**Reading text:**
--*--

Another fine reflection with Desperation. The bottom line seems to be what we do to create an alternative lifestyle so that Christianity can survive in our life. What alternative can we offer to secular society?
The most “intensive” kind of Christian community is the monastery, typically following the Rule of St Benedict and financing itself through running a business, getting tax perks and donations from the few old ladies who are still of this world. Communities for married people and families? There seem to be a number of Evangelical and Charismatic communities dotted around, depending on various institutional Churches and served by their priests and pastors.
It (Christianity) must offer an alternative to the West.
Perhaps there is no room for Christians in the west. If not, where? I have always been attracted to the ideal of alternative and micro economies. The trouble is that many such communities fall victim to malignant narcissistic personalities and become cults. Many intentional communities have democratic systems of government to prevent that happening. Such communities would have to be strictly lay, because having them run by priests would link them to this or that institutional Church and therefore with the said malignant narcissistic personalities. Such an idea implies the basic ecclesial community popular in South America and linked with Liberation Theology.

--*--

**Entries:**
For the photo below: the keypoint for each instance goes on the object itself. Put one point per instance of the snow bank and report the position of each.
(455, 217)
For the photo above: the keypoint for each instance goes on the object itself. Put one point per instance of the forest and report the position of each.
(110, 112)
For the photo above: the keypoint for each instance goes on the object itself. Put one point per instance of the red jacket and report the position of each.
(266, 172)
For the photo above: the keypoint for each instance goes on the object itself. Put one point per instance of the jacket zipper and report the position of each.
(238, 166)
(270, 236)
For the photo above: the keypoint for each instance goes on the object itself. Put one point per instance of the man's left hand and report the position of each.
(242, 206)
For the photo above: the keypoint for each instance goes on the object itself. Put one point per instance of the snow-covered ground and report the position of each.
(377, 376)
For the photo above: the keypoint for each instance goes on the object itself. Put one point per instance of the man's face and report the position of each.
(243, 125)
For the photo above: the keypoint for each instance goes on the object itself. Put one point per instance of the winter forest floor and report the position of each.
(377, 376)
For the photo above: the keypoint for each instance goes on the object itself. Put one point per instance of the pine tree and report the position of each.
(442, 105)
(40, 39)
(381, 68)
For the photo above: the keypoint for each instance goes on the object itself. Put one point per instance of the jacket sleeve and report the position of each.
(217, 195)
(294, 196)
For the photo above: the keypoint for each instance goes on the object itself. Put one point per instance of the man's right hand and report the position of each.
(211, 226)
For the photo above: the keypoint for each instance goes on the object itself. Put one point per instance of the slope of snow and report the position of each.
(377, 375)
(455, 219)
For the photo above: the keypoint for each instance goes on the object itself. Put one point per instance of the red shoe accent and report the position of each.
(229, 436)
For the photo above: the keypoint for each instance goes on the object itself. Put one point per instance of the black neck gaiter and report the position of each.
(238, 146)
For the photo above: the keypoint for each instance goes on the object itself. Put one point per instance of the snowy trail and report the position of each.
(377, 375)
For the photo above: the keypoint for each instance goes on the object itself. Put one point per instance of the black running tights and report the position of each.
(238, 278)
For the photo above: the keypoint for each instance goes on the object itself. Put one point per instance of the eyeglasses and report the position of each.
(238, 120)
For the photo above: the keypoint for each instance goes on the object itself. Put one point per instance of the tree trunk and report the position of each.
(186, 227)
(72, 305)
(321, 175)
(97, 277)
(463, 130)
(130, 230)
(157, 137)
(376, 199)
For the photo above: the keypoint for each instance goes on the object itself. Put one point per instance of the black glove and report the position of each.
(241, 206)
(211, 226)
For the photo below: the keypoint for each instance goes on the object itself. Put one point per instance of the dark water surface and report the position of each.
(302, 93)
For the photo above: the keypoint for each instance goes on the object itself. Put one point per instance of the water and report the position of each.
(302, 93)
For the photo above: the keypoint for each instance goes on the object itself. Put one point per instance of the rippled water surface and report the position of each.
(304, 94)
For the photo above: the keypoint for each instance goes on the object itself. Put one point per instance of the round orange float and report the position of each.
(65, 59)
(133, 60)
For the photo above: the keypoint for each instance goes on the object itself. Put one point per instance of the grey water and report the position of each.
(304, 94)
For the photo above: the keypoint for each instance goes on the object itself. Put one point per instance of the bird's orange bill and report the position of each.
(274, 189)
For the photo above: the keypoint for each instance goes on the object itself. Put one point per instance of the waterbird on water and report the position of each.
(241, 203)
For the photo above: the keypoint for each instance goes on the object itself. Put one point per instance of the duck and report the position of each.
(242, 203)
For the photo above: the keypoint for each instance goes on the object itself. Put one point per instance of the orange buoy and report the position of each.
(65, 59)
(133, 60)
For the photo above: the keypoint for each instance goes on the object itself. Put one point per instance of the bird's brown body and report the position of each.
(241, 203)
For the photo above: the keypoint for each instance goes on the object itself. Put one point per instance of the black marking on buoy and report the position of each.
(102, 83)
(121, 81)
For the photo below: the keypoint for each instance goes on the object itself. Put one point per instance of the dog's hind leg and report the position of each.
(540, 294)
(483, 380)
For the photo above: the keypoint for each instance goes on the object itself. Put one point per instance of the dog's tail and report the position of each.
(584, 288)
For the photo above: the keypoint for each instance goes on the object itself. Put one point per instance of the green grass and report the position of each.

--*--

**List of tasks:**
a – Transcribe the part of the passage on Christian communities that opens with the words "Another fine reflection" and closes with "to the West.".
b – According to the passage on Christian communities, what are all the ways a monastery finances itself?
c – Resume the passage on Christian communities from its last sentence.
The rows have no connection to the passage on Christian communities.

**Responses:**
a –
Another fine reflection with Desperation. The bottom line seems to be what we do to create an alternative lifestyle so that Christianity can survive in our life. What alternative can we offer to secular society?
The most “intensive” kind of Christian community is the monastery, typically following the Rule of St Benedict and financing itself through running a business, getting tax perks and donations from the few old ladies who are still of this world. Communities for married people and families? There seem to be a number of Evangelical and Charismatic communities dotted around, depending on various institutional Churches and served by their priests and pastors.
It (Christianity) must offer an alternative to the West.

b –
- Running a business
- Getting tax perks
- Donations from the few old ladies who are still of this world

c –
My own intuition is that intentional communities are better based on practical considerations rather than religion or political ideology. There is nothing wrong with a priest deciding to live that way of life as a private individual and not hiding his priesthood, going to the extent of building a private chapel in or near his lodgings and allowing people to come to services if they want to. Surely, some of us need to get out of the modern world and live at the edges of the “grid”, take people as we find them and be very discreet with our religious and political messages. I am frankly very sceptical about any Christian communities other than monasteries and democratic lay systems. Monasteries are totalitarian and radically communist societies, which is fine if the monks accept that as their way of life and asceticism. The quality of a monastery depends on the personality of the abbot. I’m not sure there were any in the early Church, merely people living in towns and going to services where they were held.
Another way of thinking about this whole thing is continuing with modern life and living in the world, and going privately or secretly to the hidden churches wherever they might exist (priests’ homes perhaps). Forget about changing political and public institutions. Another way is to leave where we are living and go and live in Africa until the Muslims take over the entire continent – but be prepared for culture shock and racial discrimination!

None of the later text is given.